Extract provided |
▬▬▬▬▬▬
Coyoacán was once a sleepy neighbourhood outside the centre of the city where no tourists would ever think of entering. But since the Frida Kahlo craze and her rise to fame, this neighbourhood which was once her home, has since become and a must-see destination for anyone visiting Mexico City. Many people visit Coyoacán on a bus tour simply to see the Casa Azul and leave shortly after. I implore you to block off an entire day to wander these streets! Take some time to discover the hidden secrets of the oldest neighbourhood in Mexico City.
This guided walking tour will lead you across the all the important stops in Coyoacán. I think to take it at a leisurely pace, leave yourself a whole day so you can take your time and go inside a few of the stops along the way. A google map with all the locations on the tour can be found at the bottom of this post.
The best way to get to Coyaocan, and our first stop on tour, is by Uber. You can also take the Metro, but the station is quite far away from our starting point. Ubers, as long as you take them outside of peak rush hour, are only about $5 US from the centre of Mexico City. The journey takes around 25 minutes depending on traffic.
The village of Coyoacán was founded in the 12th century by the Tepanec tribe. This tribe migrated from the Valley of Mexico and settled themselves in Coyoacán. There they shared a common language, Nahuatl, with the surrounding villages. Unfortunately, despite the common language and culture, the tribes were not allies for long and for centuries they fought against one and other to conquer land.
When Hernán Cortés arrived on their shores of Mexico in 1519, the Tepanec, who hated the native Mexican tribes, were more than happy to assist him in his mission to conquer them. Cortés established himself in Coyoacán with the tribe he had become close with. He brought with him much wealth and Coyoacán bloomed as one of the most beautiful villages in the world, not just in Mexico. When the capital of Mexico was moved to Mexico City, Coyoacán remained a quiet village, outside the influence of such political and commercial urbanization. Even today, they do not suffer from the same urban sprawl as the rest of Mexico City. You can still find narrows street filled with charming post-colonial architecture amongst ancient cobblestones and lush green gardens.
▬▬▬▬▬▬
Supplied material |
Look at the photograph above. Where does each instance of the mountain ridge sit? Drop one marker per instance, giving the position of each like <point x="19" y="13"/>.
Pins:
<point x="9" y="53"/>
▬▬▬▬▬▬
Requirements |
1 - According to the Coyoacán walking tour post, which tribe founded the village of Coyoacán, and in what century?
2 - Go on with the Coyoacán walking tour post, starting right after its final sentence.
The data is separate from the Coyoacán walking tour post.

Outputs in order |
1 - The Tepanec tribe founded it in the 12th century.

2 -
Wake up bright and early and head on down to the start of your tour, Frida Kahlo Park. Since Frida is the most well-known resident of the neighbourhood, it seems fitting to start our journey here. This square honours the memory of the great Mexican painter. You can find a bronze sculpture of her with a full Tehuana dress, standing proudly in the centre of the plaza. Beside her, is her husband, Diego Rivera, looking on lovingly. This park has a very structured layout, the bushes around it perfectly pruned and geometric shapes, resembling those of Aztec pyramids forming the archway overtop of the pathway.
Early in the morning, this peaceful square is practically empty. Only a few tamale sellers might be seen passing through on their way to hot spots in the centre of Coyoacán. In the middle of this square stands the Chapel of the Immaculate Conception Church, or “La Conchita“. La Conchita is a nickname for the church which literally translate into, “the little shell”. Although the church is now closed for restoration work, walking around this plaza will still provide an excellent introduction to the neighbourhood.
When the Spanish conquistador Hernan Cortes arrived in Coyoacán, he built this Church on what once was a pre-Hispanic ceremonial site. This was where Cortes held the very first Christian mass in the new land. The building’s exterior has an incredible stonework patterned facade, meant to resemble a the texture of a shell. The restoration taking place is attempting to repaint the church the same canary yellow as it once would have been coloured.
Walking north along the park, along Higuera street, you’ll pass the Casa de la Malinche. Although not open to the public, this house is thought to have been initially built for Cortés’ Spanish wife, Catalina Juárez de Marcaida. ‘La Malinche’ is the Spanish word for ‘the captain’s woman‘. Catalina Juárez de Marcaida was murdered in this very spot as she was seen to be a traitor to her people and even sometimes blamed for the downfall of the Aztec empire.
While many places in Coyoacán open later in the morning, Café Avellaneda opens bright and early at 8 am! While this might be a tad early for some, for us morning people it’s a rare find! This quaint cafe is the perfect place to start your day. Start with one of their featured artisan lattes. Coffee in Mexico City is out of this world! Their selection of fresh-baked goods is superb with sweet cakes decorating their window display, enticing customers to come inside. We opted for a full breakfast and got the chilaquiles verde and the daily special pancakes with season fruits! It was absolutely delicious and I cannot recommend it more.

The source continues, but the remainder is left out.